• **Exercise set**:
(1) Rewrite the blog post from "Tell the guards!?" to "this seems unlikely.", putting "political legend" wherever "urban myth" appears.
(2) In the blog post, who do some claims say uttered the remark instead of John B. Conally?

Tell the guards!?
by planetparker
A very persistent urban myth in American politics relates that the one-time governor of Texas, John B. Conally, once objected to any diminution of the use of the English language in his state on the basis that if English was good enough for Jesus Christ, it should be good enough for the rest of us. It has been claims that this howler was uttered instead by governor Miriam Ferguson, but once again this seems unlikely.
I’ve always been a bit uneasy with ethical relativism. For me the foundations of ethics are unchanging. What is more as a Christian I have never felt that the sermon preached by Jesus Christ on the Mount had a time embargo on it. It was good to go then and will be valid until the end of time. In other words, if it was good enough for Jesus Christ, it is certainly good enough for the rest of us, especially those who hold offices of ministry in any Christian church, To hell with the casuistry: if any action causes gratuitous pain or suffering, surely that is wrong. For that reason I find some of the excuses being put forward by leading figures in the Irish Catholic church for their non-actions when confronted with paedophilia to be intellectually feeble.

(Pointing dataset excerpts)
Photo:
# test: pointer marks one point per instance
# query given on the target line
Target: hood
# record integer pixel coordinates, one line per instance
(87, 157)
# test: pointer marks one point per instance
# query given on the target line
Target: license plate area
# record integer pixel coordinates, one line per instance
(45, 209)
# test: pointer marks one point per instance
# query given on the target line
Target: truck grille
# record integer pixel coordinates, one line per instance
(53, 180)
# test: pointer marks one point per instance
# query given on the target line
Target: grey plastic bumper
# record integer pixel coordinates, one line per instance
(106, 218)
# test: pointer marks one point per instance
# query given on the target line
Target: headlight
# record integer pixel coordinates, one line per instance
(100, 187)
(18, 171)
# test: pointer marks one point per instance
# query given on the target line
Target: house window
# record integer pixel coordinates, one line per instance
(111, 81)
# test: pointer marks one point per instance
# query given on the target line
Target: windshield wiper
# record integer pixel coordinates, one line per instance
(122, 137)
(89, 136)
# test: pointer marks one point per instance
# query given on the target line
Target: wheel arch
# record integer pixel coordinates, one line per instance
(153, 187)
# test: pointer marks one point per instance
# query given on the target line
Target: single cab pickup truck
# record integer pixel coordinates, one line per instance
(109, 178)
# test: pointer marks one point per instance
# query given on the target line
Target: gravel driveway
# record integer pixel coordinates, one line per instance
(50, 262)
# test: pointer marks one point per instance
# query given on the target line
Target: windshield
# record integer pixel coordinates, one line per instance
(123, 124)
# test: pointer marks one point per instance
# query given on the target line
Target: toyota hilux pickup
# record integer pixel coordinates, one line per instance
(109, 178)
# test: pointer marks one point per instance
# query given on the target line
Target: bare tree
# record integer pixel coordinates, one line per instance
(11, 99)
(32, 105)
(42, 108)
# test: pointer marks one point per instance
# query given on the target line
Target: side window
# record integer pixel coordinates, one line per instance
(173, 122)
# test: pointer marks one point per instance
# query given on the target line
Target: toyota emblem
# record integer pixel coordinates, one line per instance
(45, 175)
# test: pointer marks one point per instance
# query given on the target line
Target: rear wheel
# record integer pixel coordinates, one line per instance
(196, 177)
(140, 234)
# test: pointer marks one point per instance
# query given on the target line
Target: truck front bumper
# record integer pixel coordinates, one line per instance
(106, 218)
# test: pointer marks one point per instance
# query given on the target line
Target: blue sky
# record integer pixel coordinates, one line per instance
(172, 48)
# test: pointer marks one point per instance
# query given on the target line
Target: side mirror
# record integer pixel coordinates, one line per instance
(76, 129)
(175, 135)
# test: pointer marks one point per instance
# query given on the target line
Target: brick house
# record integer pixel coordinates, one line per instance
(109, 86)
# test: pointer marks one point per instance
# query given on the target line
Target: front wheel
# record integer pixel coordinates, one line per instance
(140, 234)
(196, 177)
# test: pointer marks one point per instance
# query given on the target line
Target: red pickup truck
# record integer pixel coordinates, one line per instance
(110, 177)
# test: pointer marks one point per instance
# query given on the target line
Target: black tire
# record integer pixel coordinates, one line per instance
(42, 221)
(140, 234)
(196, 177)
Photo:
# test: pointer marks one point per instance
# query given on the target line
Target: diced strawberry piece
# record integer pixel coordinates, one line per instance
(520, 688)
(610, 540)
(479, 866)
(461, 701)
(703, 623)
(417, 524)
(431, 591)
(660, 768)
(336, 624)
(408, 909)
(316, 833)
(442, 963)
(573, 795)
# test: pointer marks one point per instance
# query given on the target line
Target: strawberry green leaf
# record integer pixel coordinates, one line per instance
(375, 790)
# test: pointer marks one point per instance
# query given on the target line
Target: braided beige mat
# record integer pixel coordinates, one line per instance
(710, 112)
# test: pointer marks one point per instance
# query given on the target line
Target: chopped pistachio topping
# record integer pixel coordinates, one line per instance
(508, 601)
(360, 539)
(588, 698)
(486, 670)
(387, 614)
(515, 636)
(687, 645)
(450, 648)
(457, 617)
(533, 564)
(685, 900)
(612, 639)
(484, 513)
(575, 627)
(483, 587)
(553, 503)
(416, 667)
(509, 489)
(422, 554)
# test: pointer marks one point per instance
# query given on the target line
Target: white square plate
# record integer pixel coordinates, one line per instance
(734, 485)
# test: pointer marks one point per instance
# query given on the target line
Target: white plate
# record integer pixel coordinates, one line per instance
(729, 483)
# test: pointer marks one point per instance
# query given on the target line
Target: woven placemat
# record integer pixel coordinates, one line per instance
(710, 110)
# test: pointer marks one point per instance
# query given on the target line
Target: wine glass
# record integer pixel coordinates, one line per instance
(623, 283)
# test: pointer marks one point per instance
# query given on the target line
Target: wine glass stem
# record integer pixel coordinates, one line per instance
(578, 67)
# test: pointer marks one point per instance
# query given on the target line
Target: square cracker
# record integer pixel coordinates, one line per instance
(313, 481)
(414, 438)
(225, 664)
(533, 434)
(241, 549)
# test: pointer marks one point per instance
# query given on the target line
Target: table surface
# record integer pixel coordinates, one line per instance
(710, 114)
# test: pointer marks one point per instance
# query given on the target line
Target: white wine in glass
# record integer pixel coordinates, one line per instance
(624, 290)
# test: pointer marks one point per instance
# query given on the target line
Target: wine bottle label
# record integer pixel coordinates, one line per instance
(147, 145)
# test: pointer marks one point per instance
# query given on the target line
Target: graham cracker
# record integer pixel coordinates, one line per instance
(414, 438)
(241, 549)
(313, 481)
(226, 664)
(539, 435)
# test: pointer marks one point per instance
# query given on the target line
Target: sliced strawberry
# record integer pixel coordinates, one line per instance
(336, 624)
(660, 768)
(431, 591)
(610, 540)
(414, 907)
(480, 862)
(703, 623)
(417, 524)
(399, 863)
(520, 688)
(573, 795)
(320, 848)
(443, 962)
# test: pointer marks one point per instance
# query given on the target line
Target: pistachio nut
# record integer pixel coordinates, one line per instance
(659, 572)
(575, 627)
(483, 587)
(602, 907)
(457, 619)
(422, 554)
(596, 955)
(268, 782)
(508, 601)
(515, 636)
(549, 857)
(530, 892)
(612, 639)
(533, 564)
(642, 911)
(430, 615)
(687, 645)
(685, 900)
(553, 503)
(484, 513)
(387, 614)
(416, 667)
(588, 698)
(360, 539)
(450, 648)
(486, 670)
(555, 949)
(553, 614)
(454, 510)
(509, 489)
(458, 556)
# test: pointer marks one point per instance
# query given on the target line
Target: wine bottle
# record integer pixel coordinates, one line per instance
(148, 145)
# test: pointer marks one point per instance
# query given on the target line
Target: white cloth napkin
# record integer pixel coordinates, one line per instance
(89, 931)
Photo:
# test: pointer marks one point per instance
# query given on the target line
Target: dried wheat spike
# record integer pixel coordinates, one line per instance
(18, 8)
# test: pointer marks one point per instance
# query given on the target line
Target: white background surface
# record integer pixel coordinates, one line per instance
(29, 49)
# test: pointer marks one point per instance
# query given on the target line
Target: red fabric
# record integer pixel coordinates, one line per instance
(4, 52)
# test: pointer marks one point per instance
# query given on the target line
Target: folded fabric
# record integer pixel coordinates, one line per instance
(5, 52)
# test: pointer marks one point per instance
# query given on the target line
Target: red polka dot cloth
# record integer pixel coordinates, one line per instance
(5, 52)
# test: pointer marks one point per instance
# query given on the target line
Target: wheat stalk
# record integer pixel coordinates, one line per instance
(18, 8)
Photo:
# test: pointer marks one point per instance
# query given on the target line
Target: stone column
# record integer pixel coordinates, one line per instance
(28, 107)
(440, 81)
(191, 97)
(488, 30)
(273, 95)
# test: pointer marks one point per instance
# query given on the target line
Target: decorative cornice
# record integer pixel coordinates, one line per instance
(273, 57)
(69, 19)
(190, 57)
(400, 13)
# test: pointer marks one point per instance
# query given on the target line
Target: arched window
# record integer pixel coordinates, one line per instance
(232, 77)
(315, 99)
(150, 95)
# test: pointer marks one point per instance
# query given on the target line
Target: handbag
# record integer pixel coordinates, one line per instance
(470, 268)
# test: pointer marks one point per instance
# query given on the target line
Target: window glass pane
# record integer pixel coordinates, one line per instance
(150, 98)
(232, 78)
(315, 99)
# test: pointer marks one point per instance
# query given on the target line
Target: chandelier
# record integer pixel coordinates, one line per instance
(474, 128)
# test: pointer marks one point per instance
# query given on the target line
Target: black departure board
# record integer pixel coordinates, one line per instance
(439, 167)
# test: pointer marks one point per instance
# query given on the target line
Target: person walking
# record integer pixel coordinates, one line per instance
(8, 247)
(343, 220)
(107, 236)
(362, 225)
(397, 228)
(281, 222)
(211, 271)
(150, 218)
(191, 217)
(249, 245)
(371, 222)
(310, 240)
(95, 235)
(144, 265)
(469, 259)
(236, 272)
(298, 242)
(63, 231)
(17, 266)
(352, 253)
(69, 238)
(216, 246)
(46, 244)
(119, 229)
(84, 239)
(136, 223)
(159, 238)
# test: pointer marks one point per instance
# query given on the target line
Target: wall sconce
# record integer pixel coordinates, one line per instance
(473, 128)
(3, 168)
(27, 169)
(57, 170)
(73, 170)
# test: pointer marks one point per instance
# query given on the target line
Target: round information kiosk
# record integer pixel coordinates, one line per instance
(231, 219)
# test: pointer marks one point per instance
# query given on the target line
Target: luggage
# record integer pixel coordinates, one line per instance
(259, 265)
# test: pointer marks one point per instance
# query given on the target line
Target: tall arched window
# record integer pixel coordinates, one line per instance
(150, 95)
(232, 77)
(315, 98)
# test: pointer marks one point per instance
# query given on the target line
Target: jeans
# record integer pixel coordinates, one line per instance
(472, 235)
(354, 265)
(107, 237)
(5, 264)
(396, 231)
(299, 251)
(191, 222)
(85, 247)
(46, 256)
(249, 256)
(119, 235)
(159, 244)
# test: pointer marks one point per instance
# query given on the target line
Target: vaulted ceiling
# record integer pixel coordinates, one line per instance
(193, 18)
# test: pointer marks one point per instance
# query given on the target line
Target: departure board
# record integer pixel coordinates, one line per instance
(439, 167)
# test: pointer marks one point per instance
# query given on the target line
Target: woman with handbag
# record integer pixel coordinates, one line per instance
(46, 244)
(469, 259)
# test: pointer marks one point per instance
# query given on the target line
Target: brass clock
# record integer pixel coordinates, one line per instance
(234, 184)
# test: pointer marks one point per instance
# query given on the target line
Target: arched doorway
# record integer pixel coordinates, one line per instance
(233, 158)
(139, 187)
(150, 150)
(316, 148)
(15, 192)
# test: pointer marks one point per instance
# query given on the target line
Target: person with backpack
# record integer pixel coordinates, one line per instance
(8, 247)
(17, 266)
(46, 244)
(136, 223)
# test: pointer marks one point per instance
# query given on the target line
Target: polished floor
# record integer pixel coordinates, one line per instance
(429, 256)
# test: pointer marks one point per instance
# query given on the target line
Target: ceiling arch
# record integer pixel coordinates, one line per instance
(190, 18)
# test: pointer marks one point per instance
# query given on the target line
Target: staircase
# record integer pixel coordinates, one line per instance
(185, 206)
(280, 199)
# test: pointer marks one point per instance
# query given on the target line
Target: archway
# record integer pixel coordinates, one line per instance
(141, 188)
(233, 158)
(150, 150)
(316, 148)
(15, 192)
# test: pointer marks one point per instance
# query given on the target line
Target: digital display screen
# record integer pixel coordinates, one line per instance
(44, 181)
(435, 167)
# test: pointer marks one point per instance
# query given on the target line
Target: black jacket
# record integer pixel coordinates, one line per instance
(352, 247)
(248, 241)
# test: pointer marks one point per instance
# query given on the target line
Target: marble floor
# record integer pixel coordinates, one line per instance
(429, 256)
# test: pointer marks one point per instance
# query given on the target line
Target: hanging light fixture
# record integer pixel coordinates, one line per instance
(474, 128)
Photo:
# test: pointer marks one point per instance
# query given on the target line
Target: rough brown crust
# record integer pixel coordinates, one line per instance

• **Outputs**:
(1)
Tell the guards!?
by planetparker
A very persistent political legend in American politics relates that the one-time governor of Texas, John B. Conally, once objected to any diminution of the use of the English language in his state on the basis that if English was good enough for Jesus Christ, it should be good enough for the rest of us. It has been claims that this howler was uttered instead by governor Miriam Ferguson, but once again this seems unlikely.

(2) Governor Miriam Ferguson.